Shape labeling lines:

___

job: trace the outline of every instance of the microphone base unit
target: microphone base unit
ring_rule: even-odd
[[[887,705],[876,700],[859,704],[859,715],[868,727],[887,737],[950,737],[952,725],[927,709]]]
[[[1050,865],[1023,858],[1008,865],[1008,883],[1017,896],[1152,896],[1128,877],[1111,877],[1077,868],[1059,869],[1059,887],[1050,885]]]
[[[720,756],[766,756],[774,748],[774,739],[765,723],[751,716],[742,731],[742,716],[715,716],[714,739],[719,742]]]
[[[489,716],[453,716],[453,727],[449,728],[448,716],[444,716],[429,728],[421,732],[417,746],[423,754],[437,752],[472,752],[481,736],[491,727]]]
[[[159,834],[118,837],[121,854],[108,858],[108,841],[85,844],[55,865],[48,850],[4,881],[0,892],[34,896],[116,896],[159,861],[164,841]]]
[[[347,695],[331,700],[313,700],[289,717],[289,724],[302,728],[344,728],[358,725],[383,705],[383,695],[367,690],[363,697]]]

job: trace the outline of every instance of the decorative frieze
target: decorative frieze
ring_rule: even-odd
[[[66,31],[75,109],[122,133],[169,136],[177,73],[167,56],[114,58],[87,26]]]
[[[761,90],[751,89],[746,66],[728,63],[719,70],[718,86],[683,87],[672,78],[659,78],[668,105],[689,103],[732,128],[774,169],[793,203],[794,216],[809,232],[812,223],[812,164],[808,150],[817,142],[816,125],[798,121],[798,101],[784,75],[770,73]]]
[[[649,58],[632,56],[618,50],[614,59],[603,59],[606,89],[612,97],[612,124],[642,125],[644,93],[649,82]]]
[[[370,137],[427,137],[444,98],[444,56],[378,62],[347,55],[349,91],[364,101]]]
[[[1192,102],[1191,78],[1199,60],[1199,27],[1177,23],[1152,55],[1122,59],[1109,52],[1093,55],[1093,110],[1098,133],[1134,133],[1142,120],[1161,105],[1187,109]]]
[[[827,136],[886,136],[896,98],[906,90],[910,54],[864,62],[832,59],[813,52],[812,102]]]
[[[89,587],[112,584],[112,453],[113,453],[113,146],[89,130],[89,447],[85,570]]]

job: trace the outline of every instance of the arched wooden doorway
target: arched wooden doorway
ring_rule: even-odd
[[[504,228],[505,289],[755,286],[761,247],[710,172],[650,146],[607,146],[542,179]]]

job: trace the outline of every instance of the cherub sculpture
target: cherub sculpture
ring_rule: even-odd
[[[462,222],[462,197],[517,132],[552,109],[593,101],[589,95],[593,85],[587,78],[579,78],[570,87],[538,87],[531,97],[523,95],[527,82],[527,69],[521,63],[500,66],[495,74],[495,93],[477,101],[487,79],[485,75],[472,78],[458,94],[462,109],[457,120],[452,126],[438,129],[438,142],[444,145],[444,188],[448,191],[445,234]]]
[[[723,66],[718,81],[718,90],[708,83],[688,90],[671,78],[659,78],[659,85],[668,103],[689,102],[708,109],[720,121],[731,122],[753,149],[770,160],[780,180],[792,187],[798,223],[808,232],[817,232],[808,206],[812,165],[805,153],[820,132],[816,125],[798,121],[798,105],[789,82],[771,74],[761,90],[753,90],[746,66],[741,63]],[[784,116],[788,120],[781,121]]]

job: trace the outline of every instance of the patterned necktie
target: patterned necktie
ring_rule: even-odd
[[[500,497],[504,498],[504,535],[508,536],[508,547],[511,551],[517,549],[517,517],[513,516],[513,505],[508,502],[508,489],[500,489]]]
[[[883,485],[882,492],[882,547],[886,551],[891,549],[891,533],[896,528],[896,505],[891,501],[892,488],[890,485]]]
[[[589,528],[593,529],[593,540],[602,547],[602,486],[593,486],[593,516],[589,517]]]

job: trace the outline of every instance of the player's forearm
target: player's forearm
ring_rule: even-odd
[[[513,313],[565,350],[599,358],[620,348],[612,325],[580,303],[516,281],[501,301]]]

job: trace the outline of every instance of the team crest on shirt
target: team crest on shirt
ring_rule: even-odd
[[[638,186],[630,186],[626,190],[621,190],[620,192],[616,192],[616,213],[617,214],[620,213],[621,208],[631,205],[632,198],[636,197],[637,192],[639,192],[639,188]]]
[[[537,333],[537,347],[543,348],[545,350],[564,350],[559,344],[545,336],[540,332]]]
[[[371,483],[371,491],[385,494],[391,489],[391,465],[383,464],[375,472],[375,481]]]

___

▶ _Exercise objective_
Format every line above as a JSON list of strings, one string per line, leaving out blank lines.

▶ _Response to the exercise_
[
  "job: trace the outline of every instance of the microphone base unit",
  "target: microphone base unit",
  "ring_rule: even-odd",
  "[[[887,705],[876,700],[859,704],[859,715],[868,727],[887,737],[950,737],[952,725],[927,709]]]",
  "[[[1050,865],[1023,858],[1008,865],[1008,883],[1017,896],[1152,896],[1128,877],[1111,877],[1077,868],[1059,869],[1059,887],[1050,885]]]",
  "[[[720,756],[766,756],[774,748],[774,739],[765,723],[751,716],[742,731],[742,716],[715,716],[714,739],[719,742]]]",
  "[[[489,716],[453,716],[453,727],[449,728],[448,716],[444,716],[429,728],[421,732],[417,746],[423,754],[437,752],[472,752],[481,736],[491,727]]]",
  "[[[159,834],[118,837],[121,854],[108,858],[108,841],[85,844],[55,865],[48,850],[4,881],[0,892],[34,896],[116,896],[159,861],[164,841]]]",
  "[[[347,695],[331,700],[313,700],[289,717],[289,724],[302,728],[344,728],[358,725],[383,705],[383,695],[367,690],[363,697]]]",
  "job: trace the outline of every instance of the decorative frieze",
  "target: decorative frieze",
  "ring_rule: even-odd",
  "[[[66,31],[75,109],[122,133],[169,136],[177,73],[167,56],[114,58],[87,26]]]",
  "[[[761,90],[751,89],[746,66],[728,63],[719,70],[718,86],[683,87],[672,78],[659,78],[668,105],[689,103],[732,128],[774,169],[793,203],[794,216],[809,232],[812,223],[812,164],[808,150],[817,142],[816,125],[798,121],[798,101],[784,75],[770,73]]]",
  "[[[649,58],[632,56],[618,50],[614,59],[603,59],[606,89],[612,97],[612,124],[642,125],[644,93],[649,82]]]",
  "[[[370,137],[427,137],[444,98],[444,56],[378,62],[347,55],[349,91],[364,101]]]",
  "[[[1192,102],[1191,78],[1199,60],[1199,27],[1177,23],[1152,55],[1122,59],[1109,52],[1093,55],[1093,110],[1098,133],[1134,133],[1142,120],[1161,105],[1187,109]]]",
  "[[[827,136],[886,136],[896,98],[906,90],[910,54],[864,62],[832,59],[813,52],[812,102]]]",
  "[[[89,587],[112,584],[112,453],[113,453],[113,146],[89,130],[89,447],[85,570]]]",
  "job: trace the outline of every instance of the arched wooden doorway",
  "target: arched wooden doorway",
  "ring_rule: even-odd",
  "[[[504,228],[505,289],[755,286],[761,247],[710,172],[650,146],[607,146],[542,179]]]",
  "job: trace the outline of every instance of the cherub sculpture",
  "target: cherub sculpture",
  "ring_rule: even-odd",
  "[[[462,222],[462,197],[517,132],[552,109],[593,101],[589,95],[593,85],[587,78],[579,78],[570,87],[538,87],[531,97],[523,95],[527,82],[527,69],[521,63],[500,66],[495,74],[495,93],[477,101],[487,79],[485,75],[472,78],[458,94],[462,109],[457,120],[452,126],[438,129],[438,142],[444,145],[444,188],[448,191],[445,234]]]",
  "[[[723,66],[718,81],[718,90],[708,83],[688,90],[671,78],[659,78],[659,85],[668,103],[689,102],[708,109],[720,121],[731,122],[753,149],[770,160],[780,180],[792,187],[798,223],[808,232],[817,232],[808,206],[812,165],[805,153],[820,132],[816,125],[798,121],[798,105],[789,82],[771,74],[761,90],[753,90],[746,66],[741,63]],[[784,116],[788,120],[781,121]]]",
  "job: trace the outline of every instance of the patterned necktie",
  "target: patterned necktie",
  "ring_rule: even-odd",
  "[[[500,497],[504,498],[504,535],[508,536],[508,547],[511,551],[517,549],[517,517],[513,516],[513,505],[508,502],[508,489],[500,489]]]",
  "[[[883,485],[882,492],[882,547],[886,551],[891,549],[891,533],[896,528],[896,505],[891,501],[892,488],[890,485]]]",
  "[[[589,528],[593,529],[593,540],[602,547],[602,486],[593,486],[593,516],[589,517]]]",
  "job: trace the outline of every instance of the player's forearm",
  "target: player's forearm",
  "ring_rule: even-odd",
  "[[[513,313],[565,350],[599,358],[620,348],[612,325],[580,303],[516,281],[501,301]]]",
  "job: trace the outline of every instance of the team crest on shirt",
  "target: team crest on shirt",
  "ring_rule: even-odd",
  "[[[638,186],[630,186],[626,190],[621,190],[620,192],[616,192],[616,213],[617,214],[620,213],[621,208],[631,205],[632,198],[636,197],[637,192],[639,192],[639,188]]]",
  "[[[537,333],[537,347],[543,348],[545,350],[564,350],[559,344],[545,336],[540,332]]]",
  "[[[371,483],[371,491],[385,494],[391,489],[391,465],[383,464],[375,472],[375,481]]]"
]